# TASK
Quote every row below verbatim, from the first through the last.

# RECORDS PROVIDED
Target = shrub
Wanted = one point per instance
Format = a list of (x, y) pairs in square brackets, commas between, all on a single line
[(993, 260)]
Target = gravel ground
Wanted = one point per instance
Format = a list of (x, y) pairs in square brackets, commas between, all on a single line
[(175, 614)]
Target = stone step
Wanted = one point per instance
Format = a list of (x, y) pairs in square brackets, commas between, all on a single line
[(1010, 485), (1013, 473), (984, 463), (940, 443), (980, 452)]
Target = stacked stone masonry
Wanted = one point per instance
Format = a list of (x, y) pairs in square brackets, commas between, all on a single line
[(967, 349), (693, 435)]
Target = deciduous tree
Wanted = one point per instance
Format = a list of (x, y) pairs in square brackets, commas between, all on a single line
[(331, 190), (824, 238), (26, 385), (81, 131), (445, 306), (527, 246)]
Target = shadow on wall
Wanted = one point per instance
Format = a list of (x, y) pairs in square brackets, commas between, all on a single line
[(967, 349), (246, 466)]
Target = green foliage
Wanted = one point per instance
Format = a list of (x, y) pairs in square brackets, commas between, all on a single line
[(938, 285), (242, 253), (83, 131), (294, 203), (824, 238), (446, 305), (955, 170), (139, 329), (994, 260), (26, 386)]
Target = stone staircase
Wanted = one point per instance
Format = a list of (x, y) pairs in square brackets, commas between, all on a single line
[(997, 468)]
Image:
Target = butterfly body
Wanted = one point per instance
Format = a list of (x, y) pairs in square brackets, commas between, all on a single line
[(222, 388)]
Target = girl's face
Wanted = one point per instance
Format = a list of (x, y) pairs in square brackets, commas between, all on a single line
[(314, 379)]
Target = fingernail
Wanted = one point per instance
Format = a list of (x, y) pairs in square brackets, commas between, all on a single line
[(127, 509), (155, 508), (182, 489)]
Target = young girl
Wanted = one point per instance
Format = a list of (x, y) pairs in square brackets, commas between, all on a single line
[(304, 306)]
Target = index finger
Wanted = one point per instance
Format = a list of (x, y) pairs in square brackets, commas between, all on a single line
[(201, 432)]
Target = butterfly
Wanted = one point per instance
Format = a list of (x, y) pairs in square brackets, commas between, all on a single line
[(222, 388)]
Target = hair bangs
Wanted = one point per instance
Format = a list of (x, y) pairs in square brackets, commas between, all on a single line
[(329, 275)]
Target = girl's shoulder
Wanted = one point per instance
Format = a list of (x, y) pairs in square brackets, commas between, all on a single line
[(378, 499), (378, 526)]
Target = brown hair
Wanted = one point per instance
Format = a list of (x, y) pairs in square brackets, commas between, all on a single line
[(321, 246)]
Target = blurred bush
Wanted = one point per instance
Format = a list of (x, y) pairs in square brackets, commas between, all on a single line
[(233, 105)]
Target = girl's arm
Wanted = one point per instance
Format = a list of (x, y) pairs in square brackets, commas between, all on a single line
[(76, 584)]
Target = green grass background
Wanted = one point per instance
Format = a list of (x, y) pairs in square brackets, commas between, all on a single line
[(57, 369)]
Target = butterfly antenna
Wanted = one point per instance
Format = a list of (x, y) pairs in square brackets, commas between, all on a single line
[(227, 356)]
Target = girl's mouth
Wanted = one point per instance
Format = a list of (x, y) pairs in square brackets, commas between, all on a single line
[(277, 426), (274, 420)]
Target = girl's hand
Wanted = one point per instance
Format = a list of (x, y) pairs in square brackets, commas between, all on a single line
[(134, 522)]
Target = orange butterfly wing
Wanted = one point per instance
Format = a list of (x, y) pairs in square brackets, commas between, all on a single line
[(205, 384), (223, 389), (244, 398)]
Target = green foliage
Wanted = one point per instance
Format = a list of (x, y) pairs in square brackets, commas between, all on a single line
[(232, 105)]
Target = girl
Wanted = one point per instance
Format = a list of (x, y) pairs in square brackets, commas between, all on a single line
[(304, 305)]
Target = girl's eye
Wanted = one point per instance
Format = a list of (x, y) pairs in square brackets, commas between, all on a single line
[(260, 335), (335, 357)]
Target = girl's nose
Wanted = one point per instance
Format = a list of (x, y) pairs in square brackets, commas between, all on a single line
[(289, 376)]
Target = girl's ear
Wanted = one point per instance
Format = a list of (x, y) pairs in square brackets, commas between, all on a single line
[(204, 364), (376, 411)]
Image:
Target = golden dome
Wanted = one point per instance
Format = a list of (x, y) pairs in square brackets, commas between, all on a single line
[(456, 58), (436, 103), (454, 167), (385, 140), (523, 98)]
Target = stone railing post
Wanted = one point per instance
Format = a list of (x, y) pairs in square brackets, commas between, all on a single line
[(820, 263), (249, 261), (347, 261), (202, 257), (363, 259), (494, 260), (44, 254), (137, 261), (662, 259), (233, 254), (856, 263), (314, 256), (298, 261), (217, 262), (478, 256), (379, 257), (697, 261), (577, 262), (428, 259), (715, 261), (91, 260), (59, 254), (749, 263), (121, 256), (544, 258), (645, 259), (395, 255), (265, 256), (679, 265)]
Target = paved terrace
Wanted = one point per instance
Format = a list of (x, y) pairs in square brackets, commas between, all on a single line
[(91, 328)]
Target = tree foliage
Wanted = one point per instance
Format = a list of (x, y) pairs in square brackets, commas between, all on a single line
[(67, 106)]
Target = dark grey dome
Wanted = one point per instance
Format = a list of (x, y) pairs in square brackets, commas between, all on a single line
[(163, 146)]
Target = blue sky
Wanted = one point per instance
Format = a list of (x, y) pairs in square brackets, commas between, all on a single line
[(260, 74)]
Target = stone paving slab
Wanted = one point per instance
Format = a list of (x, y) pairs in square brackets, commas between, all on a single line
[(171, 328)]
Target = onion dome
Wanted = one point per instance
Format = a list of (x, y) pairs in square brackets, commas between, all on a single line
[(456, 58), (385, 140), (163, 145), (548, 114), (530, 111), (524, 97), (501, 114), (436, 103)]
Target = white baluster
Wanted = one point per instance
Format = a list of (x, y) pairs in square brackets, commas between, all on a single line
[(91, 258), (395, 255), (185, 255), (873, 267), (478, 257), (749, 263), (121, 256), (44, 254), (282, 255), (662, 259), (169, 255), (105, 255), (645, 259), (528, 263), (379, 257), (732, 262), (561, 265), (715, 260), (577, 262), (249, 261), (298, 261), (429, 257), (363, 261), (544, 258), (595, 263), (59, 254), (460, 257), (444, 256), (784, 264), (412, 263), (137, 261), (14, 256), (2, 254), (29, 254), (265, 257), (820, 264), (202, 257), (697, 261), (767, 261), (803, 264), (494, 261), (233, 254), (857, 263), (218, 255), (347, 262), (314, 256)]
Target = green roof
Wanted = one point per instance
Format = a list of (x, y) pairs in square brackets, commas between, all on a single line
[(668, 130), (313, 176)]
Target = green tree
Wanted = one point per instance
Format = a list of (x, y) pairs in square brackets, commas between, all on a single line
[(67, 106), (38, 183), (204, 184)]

# CORRECT OUTPUT
Target = shrub
Wanted = one point per instance
Format = a list of (x, y) pairs in square brackets, commas between, all on a single line
[(993, 260)]
Target = gravel ground
Wanted = one point per instance
Format = a list of (x, y) pairs in square brackets, commas between, all on a single line
[(175, 614)]
Target = stone step
Wanted = one point per instance
Format = a list of (x, y) pairs in square brackets, commas between, all on a single line
[(1010, 485), (1013, 473), (984, 463), (940, 443), (980, 452)]
Target = stacked stone masonry
Wanted = one point per instance
Format = a list of (x, y) pairs in square brackets, commas between, all on a single line
[(967, 349), (693, 435)]
Target = deciduous tree
Wanted = one point per instance
Format = a list of (x, y) pairs in square brackets, commas between, all on a single line
[(331, 190), (824, 238), (26, 385), (81, 131), (445, 306), (527, 246)]
Target = shadow on wall
Wanted = one point per instance
Format = a list of (x, y) pairs in square brackets, commas between, all on a single line
[(967, 349), (246, 466)]
Target = green foliage
Wanted = one point per instance
Format = a list of (x, y) pairs in square brackets, commas between, all on a single line
[(938, 285), (242, 253), (83, 131), (294, 203), (824, 238), (446, 305), (955, 170), (139, 329), (994, 260), (26, 386)]
Target = stone staircase
Wanted = one point per instance
Format = a list of (x, y) pairs in square brackets, commas between, all on a single line
[(997, 468)]
Image:
Target = butterfly body
Wanted = one point per instance
Format = a list of (x, y) pairs in square brackets, commas between, all on a single line
[(222, 388)]
Target = girl's face
Wanted = one point per instance
Format = a list of (x, y) pairs in square brackets, commas between, all on a single line
[(314, 379)]
Target = fingernail
Wanted = one point per instance
Format = a list of (x, y) pairs in square brackets, commas between, all on a single line
[(127, 509), (155, 508), (182, 489)]
Target = young girl
Wanted = one point per instance
Format = a list of (x, y) pairs in square brackets, commas between, all on a single line
[(304, 306)]
Target = index finger
Wanted = one point per instance
Format = a list of (x, y) pairs in square brackets, commas between, all on a single line
[(201, 432)]
Target = butterfly
Wanted = one point per instance
Format = a list of (x, y) pairs in square brackets, commas between, all on a single line
[(222, 388)]
Target = hair bangs
Wanted = one point per instance
Format = a list of (x, y) pairs in square brackets, commas between, all on a single line
[(329, 275)]
Target = girl's shoulder
Wanted = one point per instance
Format = a list of (x, y) pairs in square brackets, commas between, all on a single line
[(378, 499), (378, 526)]
Target = brown hair
Wanted = one point per instance
Format = a list of (x, y) pairs in square brackets, commas between, all on a single line
[(321, 246)]
Target = blurred bush
Wanted = one point per instance
Format = a list of (x, y) pairs in square brackets, commas between, all on a single line
[(233, 105)]
Target = girl's arm
Wanted = one point per instance
Format = a list of (x, y) pairs in square brackets, commas between, all on a single line
[(76, 584)]
Target = green grass background
Wanted = one point per instance
Format = a list of (x, y) pairs in square brackets, commas between, all on a single line
[(57, 369)]
Target = butterfly antenna
Wanted = one point per instance
Format = a list of (x, y) pairs in square brackets, commas between, all on a single line
[(227, 356)]
Target = girl's mouth
Wanted = one point per instance
Format = a list of (x, y) pairs in square brackets, commas between, all on a single line
[(277, 426), (274, 420)]
Target = girl's hand
Wanted = one point per instance
Format = a list of (x, y) pairs in square brackets, commas between, all on a single line
[(134, 522)]
Target = orange butterfly wing
Wanted = one point per instance
Format = a list of (x, y) pairs in square brackets, commas between, all on a single line
[(205, 384), (223, 389), (244, 398)]
Target = green foliage
Wanted = one point per instance
Format = a list of (x, y) pairs in square brackets, commas between, all on a single line
[(232, 105)]
Target = girl
Wanted = one point per instance
Format = a list of (x, y) pairs in square brackets, commas between, all on a single line
[(304, 305)]
Target = girl's eye
Wanted = one point per instance
Format = a list of (x, y) pairs in square brackets, commas between, all on a single line
[(260, 335), (335, 357)]
Target = girl's nose
Wanted = one point per instance
Format = a list of (x, y) pairs in square brackets, commas between, all on a single line
[(289, 376)]
Target = girl's ear
Wanted = one point per instance
Format = a list of (x, y) pairs in square brackets, commas between, all on a single line
[(204, 364), (376, 411)]
Image:
Target = golden dome
Wanted = one point per instance
Format = a list of (x, y) pairs in square brackets, commas between, all on a single line
[(456, 58), (436, 103), (454, 167), (385, 140), (523, 98)]
Target = stone railing post
Wanted = one point per instance
Format = a list of (x, y) pairs in square brackets, commas between, all on a single line
[(820, 263), (249, 261), (347, 261), (202, 257), (363, 259), (494, 260), (44, 254), (137, 261), (662, 259), (233, 254), (856, 263), (314, 256), (298, 261), (217, 262), (478, 256), (379, 257), (697, 261), (577, 262), (428, 259), (715, 261), (91, 260), (59, 254), (749, 263), (121, 256), (544, 258), (645, 259), (395, 255), (265, 256), (679, 265)]
Target = paved terrace
Wanted = one point per instance
Format = a list of (x, y) pairs in square brackets, commas between, all on a single line
[(91, 328)]
Target = tree foliage
Wanted = one point per instance
Format = a list of (x, y) pairs in square brackets, commas between, all on a single line
[(67, 106)]
Target = dark grey dome
Wanted = one point per instance
Format = a list of (x, y) pairs in square brackets, commas between, all on a single line
[(163, 146)]
Target = blue sky
Wanted = one point per instance
Format = a list of (x, y) pairs in square brackets, commas between, all on a single line
[(260, 74)]
Target = stone paving slab
Wanted = one point per instance
Format = a list of (x, y) pairs in square brackets, commas between, all on a single line
[(171, 328)]
Target = onion dome
Wanted = one point per instance
Format = a list of (x, y) pairs in square brackets, commas between, all on a single line
[(456, 58), (385, 140), (163, 145), (548, 114), (530, 111), (524, 97), (501, 114), (436, 103)]
Target = white baluster
Wanted = one point per instance
Format = a list of (x, y) pairs in square brackets, commas between, all on a single line
[(91, 258), (395, 255), (185, 255), (873, 267), (478, 257), (749, 263), (121, 256), (44, 254), (282, 255), (662, 259), (169, 255), (105, 255), (645, 259), (528, 263), (379, 257), (732, 262), (561, 265), (715, 260), (577, 262), (249, 261), (298, 261), (429, 257), (363, 261), (544, 258), (595, 263), (59, 254), (460, 257), (444, 256), (784, 264), (412, 263), (137, 261), (14, 256), (2, 254), (29, 254), (265, 257), (820, 264), (202, 257), (697, 261), (767, 261), (803, 264), (494, 261), (233, 254), (857, 263), (218, 255), (347, 262), (314, 256)]
Target = green roof
Wanted = one point per instance
Format = a list of (x, y) pairs in square brackets, commas between, all on a single line
[(668, 130), (313, 176)]
Target = green tree
Wanted = one point per instance
Format = a list of (x, y) pairs in square brackets, commas between, all on a single line
[(67, 106), (38, 183), (204, 184)]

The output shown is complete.